Work to be completed: Write out every single entry exactly.

Source material:

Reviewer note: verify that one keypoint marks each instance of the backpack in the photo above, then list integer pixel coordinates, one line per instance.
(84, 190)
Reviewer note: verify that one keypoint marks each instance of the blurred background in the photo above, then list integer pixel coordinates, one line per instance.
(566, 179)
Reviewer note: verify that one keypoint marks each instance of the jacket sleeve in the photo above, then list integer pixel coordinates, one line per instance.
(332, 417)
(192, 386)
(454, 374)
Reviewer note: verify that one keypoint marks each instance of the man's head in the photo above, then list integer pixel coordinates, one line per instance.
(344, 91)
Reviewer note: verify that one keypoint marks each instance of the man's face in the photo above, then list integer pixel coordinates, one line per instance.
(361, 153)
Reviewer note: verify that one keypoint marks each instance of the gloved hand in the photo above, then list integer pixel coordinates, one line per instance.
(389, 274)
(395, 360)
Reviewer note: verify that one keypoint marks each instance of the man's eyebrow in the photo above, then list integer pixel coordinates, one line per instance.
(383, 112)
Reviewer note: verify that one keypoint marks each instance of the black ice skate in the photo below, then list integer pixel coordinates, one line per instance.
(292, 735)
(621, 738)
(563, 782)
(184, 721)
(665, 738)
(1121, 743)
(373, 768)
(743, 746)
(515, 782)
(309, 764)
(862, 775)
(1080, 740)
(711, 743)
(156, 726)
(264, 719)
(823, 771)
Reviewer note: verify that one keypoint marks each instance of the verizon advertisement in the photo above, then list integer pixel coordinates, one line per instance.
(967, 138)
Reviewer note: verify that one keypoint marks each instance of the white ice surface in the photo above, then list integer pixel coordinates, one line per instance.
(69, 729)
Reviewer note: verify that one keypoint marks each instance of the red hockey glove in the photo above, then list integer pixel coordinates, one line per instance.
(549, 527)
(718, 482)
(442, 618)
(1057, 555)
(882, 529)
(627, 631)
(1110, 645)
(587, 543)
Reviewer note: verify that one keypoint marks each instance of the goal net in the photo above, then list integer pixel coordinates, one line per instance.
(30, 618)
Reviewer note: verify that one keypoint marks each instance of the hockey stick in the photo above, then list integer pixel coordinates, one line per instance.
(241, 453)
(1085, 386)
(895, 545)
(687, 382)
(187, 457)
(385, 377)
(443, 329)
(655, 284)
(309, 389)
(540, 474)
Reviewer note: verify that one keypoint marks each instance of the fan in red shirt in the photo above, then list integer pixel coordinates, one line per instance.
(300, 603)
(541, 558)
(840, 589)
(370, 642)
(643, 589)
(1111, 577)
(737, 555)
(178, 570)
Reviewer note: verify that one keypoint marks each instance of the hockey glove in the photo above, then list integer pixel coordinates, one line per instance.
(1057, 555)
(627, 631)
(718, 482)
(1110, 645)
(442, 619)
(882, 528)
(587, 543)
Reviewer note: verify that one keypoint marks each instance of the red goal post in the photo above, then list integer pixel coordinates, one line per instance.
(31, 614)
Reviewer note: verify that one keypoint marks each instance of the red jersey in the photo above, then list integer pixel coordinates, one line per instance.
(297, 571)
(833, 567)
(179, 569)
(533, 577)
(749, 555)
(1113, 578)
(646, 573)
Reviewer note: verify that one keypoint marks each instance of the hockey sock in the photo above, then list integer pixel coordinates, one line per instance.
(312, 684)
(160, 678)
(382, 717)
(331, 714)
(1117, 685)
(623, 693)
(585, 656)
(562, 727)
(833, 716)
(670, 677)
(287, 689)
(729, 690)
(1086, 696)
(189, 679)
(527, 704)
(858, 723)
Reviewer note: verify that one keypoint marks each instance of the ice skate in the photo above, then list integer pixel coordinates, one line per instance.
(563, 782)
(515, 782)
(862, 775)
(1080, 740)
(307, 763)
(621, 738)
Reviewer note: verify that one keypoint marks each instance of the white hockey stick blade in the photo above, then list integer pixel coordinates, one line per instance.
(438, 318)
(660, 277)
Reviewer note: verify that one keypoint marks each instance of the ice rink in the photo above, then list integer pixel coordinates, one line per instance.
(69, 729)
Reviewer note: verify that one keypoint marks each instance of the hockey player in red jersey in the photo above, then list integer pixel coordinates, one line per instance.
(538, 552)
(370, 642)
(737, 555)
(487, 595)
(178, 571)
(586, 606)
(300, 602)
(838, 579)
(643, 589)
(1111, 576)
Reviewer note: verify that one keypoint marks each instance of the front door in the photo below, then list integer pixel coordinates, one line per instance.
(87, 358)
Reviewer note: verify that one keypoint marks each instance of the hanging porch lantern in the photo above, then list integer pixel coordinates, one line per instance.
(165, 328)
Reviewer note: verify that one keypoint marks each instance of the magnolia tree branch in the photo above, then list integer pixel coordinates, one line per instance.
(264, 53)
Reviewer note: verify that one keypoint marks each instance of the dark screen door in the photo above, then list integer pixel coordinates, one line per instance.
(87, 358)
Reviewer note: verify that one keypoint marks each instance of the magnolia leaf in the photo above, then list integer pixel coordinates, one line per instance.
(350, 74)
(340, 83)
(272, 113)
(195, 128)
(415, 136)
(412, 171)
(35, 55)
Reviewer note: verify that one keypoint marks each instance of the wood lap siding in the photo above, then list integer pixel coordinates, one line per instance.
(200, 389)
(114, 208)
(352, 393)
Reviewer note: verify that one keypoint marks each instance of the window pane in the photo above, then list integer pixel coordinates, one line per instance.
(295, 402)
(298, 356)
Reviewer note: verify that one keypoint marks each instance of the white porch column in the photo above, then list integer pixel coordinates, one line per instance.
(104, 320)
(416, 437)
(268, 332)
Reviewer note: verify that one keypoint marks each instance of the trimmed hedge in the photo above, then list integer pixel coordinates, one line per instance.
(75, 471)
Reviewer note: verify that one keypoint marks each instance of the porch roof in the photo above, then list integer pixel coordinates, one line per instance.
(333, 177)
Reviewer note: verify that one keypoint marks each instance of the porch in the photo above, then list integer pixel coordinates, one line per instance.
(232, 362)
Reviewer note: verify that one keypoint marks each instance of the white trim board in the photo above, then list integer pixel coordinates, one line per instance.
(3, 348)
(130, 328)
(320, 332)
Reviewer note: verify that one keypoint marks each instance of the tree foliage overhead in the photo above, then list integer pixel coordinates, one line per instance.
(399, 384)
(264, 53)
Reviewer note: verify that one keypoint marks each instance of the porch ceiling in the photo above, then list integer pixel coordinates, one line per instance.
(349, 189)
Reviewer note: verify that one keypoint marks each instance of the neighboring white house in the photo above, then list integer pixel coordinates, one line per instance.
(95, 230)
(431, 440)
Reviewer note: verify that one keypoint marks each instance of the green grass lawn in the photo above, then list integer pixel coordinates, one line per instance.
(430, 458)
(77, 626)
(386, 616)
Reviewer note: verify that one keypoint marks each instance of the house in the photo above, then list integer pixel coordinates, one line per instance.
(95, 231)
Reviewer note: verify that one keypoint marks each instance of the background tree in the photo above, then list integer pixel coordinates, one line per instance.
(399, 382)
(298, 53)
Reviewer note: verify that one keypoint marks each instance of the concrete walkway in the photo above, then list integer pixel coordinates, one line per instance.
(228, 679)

Expected answer:
Reviewer note: verify that one keypoint marks each instance of the backpack in the photo above, then list integer pixel coordinates, one line per instance.
(84, 190)
Reviewer note: verify that one keypoint marks each instance of the blurred background in the photo above, then list integer pixel coordinates, one line per instance.
(566, 179)
Reviewer note: verify that one keypoint marks each instance of the jacket sleeve in the photo above, then list integer pixel coordinates, one line per instance.
(332, 417)
(192, 386)
(454, 374)
Reviewer note: verify that one keypoint marks each instance of the man's head in the photo above, then list integer pixel coordinates, one line per instance.
(344, 91)
Reviewer note: verify that one keypoint marks each instance of the man's face in the photo above, then list integer pixel coordinates, one line per instance.
(361, 153)
Reviewer note: verify that one keypoint marks each instance of the gloved hand in the photo above, then list integer pixel coordinates, one line per instance.
(389, 274)
(395, 360)
Reviewer note: verify that one keypoint marks each instance of the man's eyebrow in the photo above, then list integer pixel coordinates, one line per instance.
(383, 112)
Reviewer note: verify that one keypoint marks each instance of the black ice skate in the photo below, then list integer pixel coordinates, one line per instance.
(292, 735)
(621, 738)
(563, 782)
(184, 721)
(665, 738)
(1121, 743)
(373, 768)
(743, 746)
(515, 782)
(309, 764)
(862, 775)
(1080, 740)
(711, 743)
(156, 726)
(264, 719)
(823, 771)
Reviewer note: verify that one keypoint marks each instance of the verizon advertisement in the photo above, then list integer pixel coordinates, one line per instance.
(967, 138)
Reviewer note: verify that one keypoint marks each instance of the white ice surface in the photo above, then list integer pixel coordinates, one line per instance.
(69, 729)
Reviewer note: verify that one keypoint marks each instance of the red hockey glove in the photo above, then list integer pixel coordinates, one line per instance.
(549, 527)
(718, 482)
(442, 618)
(1057, 555)
(882, 529)
(627, 631)
(1110, 645)
(587, 543)
Reviewer note: verify that one keypoint marks each instance of the goal net in the photo above, then list integer pixel coordinates, one line per instance.
(30, 618)
Reviewer note: verify that one keypoint marks each instance of the hockey stick in the photo above, then list integer pixel coordinates, one line per instance.
(241, 453)
(1085, 386)
(895, 545)
(687, 382)
(187, 457)
(385, 377)
(443, 329)
(655, 284)
(309, 389)
(540, 474)
Reviewer note: verify that one keypoint marks each instance of the fan in red shirt in the photo above, then list integer pixel coordinates, one line per instance.
(300, 603)
(541, 558)
(840, 589)
(370, 642)
(643, 589)
(1111, 577)
(737, 555)
(178, 570)
Reviewer note: verify that one keypoint marks each instance of the hockey glove in the photo above, then list integer pixel coordinates, one line per instance.
(1057, 555)
(627, 631)
(718, 482)
(1110, 645)
(442, 619)
(882, 528)
(587, 543)
Reviewer note: verify that one keypoint marks each instance of the red goal post in the photo above, then list integer pixel coordinates, one line per instance.
(31, 614)
Reviewer note: verify that one keypoint marks each instance of the red jersey in the photo above, then list integer pixel coordinates, one line per instance.
(297, 571)
(833, 567)
(179, 569)
(533, 577)
(749, 555)
(1113, 578)
(646, 573)
Reviewer note: verify that one keypoint marks each instance of the hockey sock in the photo above, then list integer pixel coordinates, one line per instance.
(312, 684)
(160, 678)
(382, 717)
(331, 714)
(1117, 685)
(623, 693)
(585, 656)
(562, 727)
(833, 716)
(670, 677)
(287, 689)
(729, 690)
(1086, 696)
(189, 679)
(527, 704)
(858, 723)
Reviewer note: verify that one keypoint marks each instance of the ice skate in the photo above, then list integer pixel coordinates, one line per instance.
(563, 782)
(515, 782)
(862, 775)
(1080, 740)
(307, 763)
(621, 738)
Reviewer note: verify that one keypoint marks each instance of the white hockey stick blade in the photo above, then list integer pixel coordinates, one line per instance.
(438, 318)
(660, 277)
Reviewer note: verify that one keypoint marks each instance of the ice rink in the photo above, then list integer pixel coordinates, one line per instance.
(69, 729)
Reviewer note: verify that one keypoint marks each instance of the hockey player in red jersey in the photo above, then list integer pixel coordinates, one line per instance.
(538, 552)
(370, 642)
(737, 555)
(487, 595)
(178, 571)
(586, 606)
(300, 602)
(838, 579)
(643, 589)
(1111, 576)
Reviewer note: verify that one keypoint marks each instance of the front door in the photo below, then list integer pixel coordinates, one line per instance.
(87, 358)
Reviewer note: verify that one keypoint marks each instance of the hanging porch lantern in the photo above, then list integer pixel coordinates, one line per instance.
(165, 328)
Reviewer note: verify that one keypoint marks each instance of the magnolia tree branch in the photo above, then list integer pixel coordinates, one line per instance.
(264, 53)
Reviewer note: verify that one keypoint marks each instance of the dark screen door in the photo above, then list integer pixel coordinates, one line per instance.
(87, 358)
Reviewer note: verify that one keypoint marks each instance of the magnolia leaf in the photo above, then list integer pixel coordinates, one line per instance.
(350, 74)
(340, 83)
(272, 113)
(195, 128)
(415, 136)
(412, 171)
(35, 55)
Reviewer note: verify that one keypoint marks each instance of the wood lap siding in the photo above, then list integer pixel coordinates, one line per instance.
(200, 389)
(114, 208)
(352, 393)
Reviewer note: verify that one keypoint marks each instance of the window pane in the photo above, then list integer pixel coordinates, one line per instance.
(295, 402)
(298, 356)
Reviewer note: verify that one keypoint marks each instance of the white porch column in the photo above, then list integer pixel coordinates, one line per instance.
(104, 320)
(416, 437)
(268, 332)
Reviewer note: verify that one keypoint marks each instance of the trimmed hedge in the photo above, then list integer pixel coordinates, one line per instance.
(75, 471)
Reviewer note: verify that one keypoint marks each instance of the porch roof in the photo above, then list integer pixel coordinates, one line per instance.
(333, 177)
Reviewer note: verify that one keypoint marks each instance of the porch in the photo above, then list integer pixel coordinates, one line per instance.
(232, 362)
Reviewer note: verify that one keypoint marks each instance of the white trim board in the photo above, then list integer pixel coordinates, one line per instance.
(3, 348)
(130, 328)
(320, 332)
Reviewer note: verify that one keypoint marks each instance of the tree foliage overhead in the photo above, then list integer pixel coordinates, one line per instance.
(399, 384)
(264, 53)
Reviewer note: verify that one keypoint marks each instance of the porch ceiling in the photo above, then list integer pixel coordinates, one line per instance.
(349, 189)
Reviewer note: verify that one keypoint marks each instance of the neighboring white house in the photo above, then list integer pixel coordinates, one line per instance.
(95, 230)
(431, 440)
Reviewer note: verify that one keypoint marks each instance of the green grass lawn in the photo above, then list integer pixel coordinates, one line per instance.
(430, 458)
(77, 626)
(386, 616)
Reviewer note: verify that one keypoint marks each instance of the house in the photo above, then list integer pixel coordinates, one line per instance.
(95, 231)
Reviewer note: verify that one keypoint marks each instance of the background tree in the photo above, then list integer pixel coordinates, one line per instance.
(399, 382)
(298, 53)
Reviewer note: verify that one keypoint marks each instance of the concrete walkway in the photo above, then list integer pixel coordinates, one line per instance.
(228, 679)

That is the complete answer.